* DATASET EXCERPTS:

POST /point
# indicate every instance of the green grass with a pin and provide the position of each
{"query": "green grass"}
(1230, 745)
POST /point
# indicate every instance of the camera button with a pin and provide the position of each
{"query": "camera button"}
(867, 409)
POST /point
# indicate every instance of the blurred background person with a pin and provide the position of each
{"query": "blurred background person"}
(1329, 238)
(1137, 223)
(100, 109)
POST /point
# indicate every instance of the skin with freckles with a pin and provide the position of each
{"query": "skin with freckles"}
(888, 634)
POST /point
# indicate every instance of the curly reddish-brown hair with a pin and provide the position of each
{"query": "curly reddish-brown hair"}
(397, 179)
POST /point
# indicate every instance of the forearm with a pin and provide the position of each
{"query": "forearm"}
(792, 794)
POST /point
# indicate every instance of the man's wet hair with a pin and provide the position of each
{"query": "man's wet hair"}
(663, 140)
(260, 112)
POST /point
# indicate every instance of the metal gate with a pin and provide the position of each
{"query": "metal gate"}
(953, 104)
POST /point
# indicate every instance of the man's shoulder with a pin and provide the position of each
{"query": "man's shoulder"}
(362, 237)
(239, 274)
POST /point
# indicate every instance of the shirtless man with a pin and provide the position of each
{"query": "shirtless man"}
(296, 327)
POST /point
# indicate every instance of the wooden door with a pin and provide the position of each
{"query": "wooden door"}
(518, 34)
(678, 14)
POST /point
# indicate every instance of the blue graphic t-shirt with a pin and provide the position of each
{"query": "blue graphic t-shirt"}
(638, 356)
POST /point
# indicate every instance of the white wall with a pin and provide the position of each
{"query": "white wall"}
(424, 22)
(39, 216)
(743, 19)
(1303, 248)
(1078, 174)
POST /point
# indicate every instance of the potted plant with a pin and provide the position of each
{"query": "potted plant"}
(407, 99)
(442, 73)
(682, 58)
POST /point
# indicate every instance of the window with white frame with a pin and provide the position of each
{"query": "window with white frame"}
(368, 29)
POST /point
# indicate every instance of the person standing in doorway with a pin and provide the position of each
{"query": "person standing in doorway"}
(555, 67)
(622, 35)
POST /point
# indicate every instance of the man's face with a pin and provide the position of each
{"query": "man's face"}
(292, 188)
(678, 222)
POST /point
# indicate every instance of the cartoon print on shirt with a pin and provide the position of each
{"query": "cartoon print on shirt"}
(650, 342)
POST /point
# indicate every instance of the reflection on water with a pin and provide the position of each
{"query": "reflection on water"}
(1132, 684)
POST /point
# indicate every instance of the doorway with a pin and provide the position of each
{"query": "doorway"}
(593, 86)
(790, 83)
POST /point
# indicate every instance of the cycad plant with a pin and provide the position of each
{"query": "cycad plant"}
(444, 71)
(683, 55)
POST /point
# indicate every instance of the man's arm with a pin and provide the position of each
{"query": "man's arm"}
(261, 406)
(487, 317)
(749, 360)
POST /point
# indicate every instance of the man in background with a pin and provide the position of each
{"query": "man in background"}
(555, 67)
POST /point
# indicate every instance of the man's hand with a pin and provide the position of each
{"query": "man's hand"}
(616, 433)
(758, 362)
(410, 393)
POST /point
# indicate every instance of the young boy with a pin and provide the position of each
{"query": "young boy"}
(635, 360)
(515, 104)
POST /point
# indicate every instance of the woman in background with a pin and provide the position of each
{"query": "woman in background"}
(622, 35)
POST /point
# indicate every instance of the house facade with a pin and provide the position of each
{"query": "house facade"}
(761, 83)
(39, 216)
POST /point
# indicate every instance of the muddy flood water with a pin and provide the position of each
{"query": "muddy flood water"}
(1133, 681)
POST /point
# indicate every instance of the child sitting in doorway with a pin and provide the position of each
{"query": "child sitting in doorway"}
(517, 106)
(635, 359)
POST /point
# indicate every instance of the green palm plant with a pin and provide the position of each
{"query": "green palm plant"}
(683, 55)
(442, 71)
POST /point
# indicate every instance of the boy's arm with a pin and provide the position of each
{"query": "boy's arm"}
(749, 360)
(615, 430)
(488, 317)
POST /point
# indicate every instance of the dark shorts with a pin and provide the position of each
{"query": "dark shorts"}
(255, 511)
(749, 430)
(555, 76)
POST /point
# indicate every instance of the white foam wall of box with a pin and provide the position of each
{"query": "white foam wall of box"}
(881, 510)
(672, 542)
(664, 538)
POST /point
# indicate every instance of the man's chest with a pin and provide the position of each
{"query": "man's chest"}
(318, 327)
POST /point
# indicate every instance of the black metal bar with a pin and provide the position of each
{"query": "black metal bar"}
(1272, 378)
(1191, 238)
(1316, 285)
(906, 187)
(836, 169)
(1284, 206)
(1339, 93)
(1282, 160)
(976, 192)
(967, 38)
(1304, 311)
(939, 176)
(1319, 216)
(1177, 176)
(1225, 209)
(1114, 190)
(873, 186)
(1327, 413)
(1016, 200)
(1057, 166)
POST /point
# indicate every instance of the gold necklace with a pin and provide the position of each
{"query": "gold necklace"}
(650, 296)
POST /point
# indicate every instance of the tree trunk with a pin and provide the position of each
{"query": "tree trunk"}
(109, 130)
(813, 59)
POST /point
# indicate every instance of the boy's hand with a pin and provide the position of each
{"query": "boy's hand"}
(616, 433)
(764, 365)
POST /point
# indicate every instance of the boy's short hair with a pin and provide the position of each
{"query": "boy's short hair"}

* YOUR TASK:
Output every line above without altering anything.

* RESULT BELOW:
POST /point
# indicate every instance of the green grass with a pin and provide the position of each
{"query": "green grass"}
(1230, 745)
POST /point
# indicate every instance of the camera button with a pin and provide the position of each
{"query": "camera button"}
(867, 409)
POST /point
# indicate every instance of the blurred background person with a pin and provide the position of each
{"query": "blurred background person"}
(1329, 238)
(1137, 223)
(100, 109)
POST /point
# indicate every instance of the skin with freckles with a pin and provide the position of each
{"query": "skin with freckles"}
(888, 634)
POST /point
# indicate every instance of the curly reddish-brown hair with a pin and provide the position of each
{"query": "curly reddish-brown hair"}
(397, 179)
POST /point
# indicate every instance of the forearm with a pin and provide the position of each
{"query": "forearm"}
(792, 794)
POST /point
# indicate every instance of the man's wet hair with a pin and provide the position of each
{"query": "man's wet hair"}
(663, 140)
(260, 112)
POST /point
# indicate every instance of the metal gate with a pin and provide the position of each
{"query": "metal gate"}
(953, 104)
POST /point
# indicate every instance of the man's shoulder with a pin and provide the position of each
{"query": "man's shoulder"}
(362, 237)
(239, 274)
POST /point
# indicate every instance of the shirtless man with a pin and provide the position of each
{"query": "shirtless man"}
(296, 327)
POST /point
# indicate every instance of the wooden door with a pin and provide the position of each
{"query": "wooden door"}
(518, 34)
(678, 14)
POST /point
# indicate every instance of the blue graphic t-shirt with a pin and provide the position of each
{"query": "blue graphic t-shirt"}
(638, 356)
POST /point
# indicate every instance of the white wall with a pin and provide the position of each
{"query": "white wall"}
(424, 22)
(39, 216)
(743, 19)
(1303, 248)
(1078, 174)
POST /point
# indicate every instance of the potted plant with a pin and provide the position of each
{"query": "potted plant"}
(407, 99)
(442, 73)
(682, 58)
POST /point
# indicate every instance of the window with white frame with a pin and provide the position of each
{"query": "window with white frame"}
(368, 29)
POST /point
# indicate every instance of the person standing in doorway with a pin and provide the position of each
{"query": "person standing in doorway"}
(555, 67)
(622, 35)
POST /point
# indicate every instance of the man's face with a pin and provide the position of each
{"query": "man's face"}
(292, 188)
(678, 222)
POST /point
# indicate every instance of the cartoon print on shirt with a pin and provide the position of each
{"query": "cartoon print on shirt"}
(650, 342)
POST /point
# indicate every instance of the reflection on water with a pin and provide the position of each
{"query": "reflection on water"}
(1132, 684)
POST /point
# indicate every instance of the doorway with a pin and provide the position of each
{"query": "doorway"}
(593, 86)
(790, 83)
POST /point
# indicate every instance of the cycad plant with a pin and provide the position of each
{"query": "cycad plant"}
(444, 71)
(683, 55)
POST /point
# indicate every instance of the man's arm with a pin and provide the position of each
{"query": "man's arm"}
(261, 406)
(487, 317)
(749, 360)
POST /point
# indicate every instance of the man in background with a pin and provide the position of each
{"query": "man in background"}
(555, 67)
POST /point
# indicate every instance of the man's hand with a pin and provide the position of each
{"query": "man's hand"}
(616, 433)
(758, 362)
(410, 393)
POST /point
# indicate every instance of the young boy with a pin and provide the position of each
{"query": "young boy"}
(635, 360)
(515, 104)
POST /point
# indicate every instance of the woman in background with a pin and provide the position of each
{"query": "woman in background"}
(622, 35)
POST /point
# indicate every instance of the house facade with a pin and provide the position of each
{"query": "house facade"}
(761, 83)
(39, 216)
POST /point
# indicate every instance of the muddy flood water with a pin and provide the position of each
{"query": "muddy flood water"}
(1133, 681)
POST /point
# indicate every instance of the child sitting in doorway with a pin and provide the position of each
{"query": "child sitting in doorway"}
(517, 106)
(635, 359)
POST /point
# indicate every instance of the green palm plant with a pin and provide the position of each
{"query": "green palm plant"}
(683, 55)
(442, 71)
POST /point
# indicate every instance of the boy's arm with a pin and provide the position of each
{"query": "boy's arm"}
(749, 360)
(615, 430)
(488, 317)
POST /point
# indicate every instance of the dark shorts with a pin and provide the position of each
{"query": "dark shorts"}
(255, 511)
(749, 430)
(555, 76)
POST /point
# indicate every instance of the white foam wall of box with a pin and provide the position of each
{"query": "white foam wall of box"}
(881, 510)
(672, 542)
(664, 538)
POST /point
# indicate every instance of the man's chest with a pin and provide the position of each
{"query": "man's chest"}
(318, 327)
POST /point
# indicate every instance of the black metal bar with a pin and provide the position of each
{"query": "black metal bar"}
(1272, 378)
(1191, 238)
(1316, 285)
(906, 187)
(836, 169)
(1284, 206)
(1339, 93)
(1282, 160)
(976, 192)
(967, 38)
(1304, 311)
(939, 176)
(1319, 216)
(1177, 176)
(1225, 209)
(1114, 190)
(873, 186)
(1327, 413)
(1016, 200)
(1057, 166)
POST /point
# indicate every instance of the gold necklace with a pin and provide the position of each
{"query": "gold necklace"}
(650, 296)
POST /point
# indicate every instance of the tree trunk with a pin and provide the position of each
{"query": "tree trunk"}
(109, 130)
(813, 59)
POST /point
# indicate every instance of the boy's hand with a pin and provide the position of each
{"query": "boy's hand"}
(616, 433)
(764, 365)
POST /point
# indicate every instance of the boy's short hair with a pin and provide the position of each
{"query": "boy's short hair"}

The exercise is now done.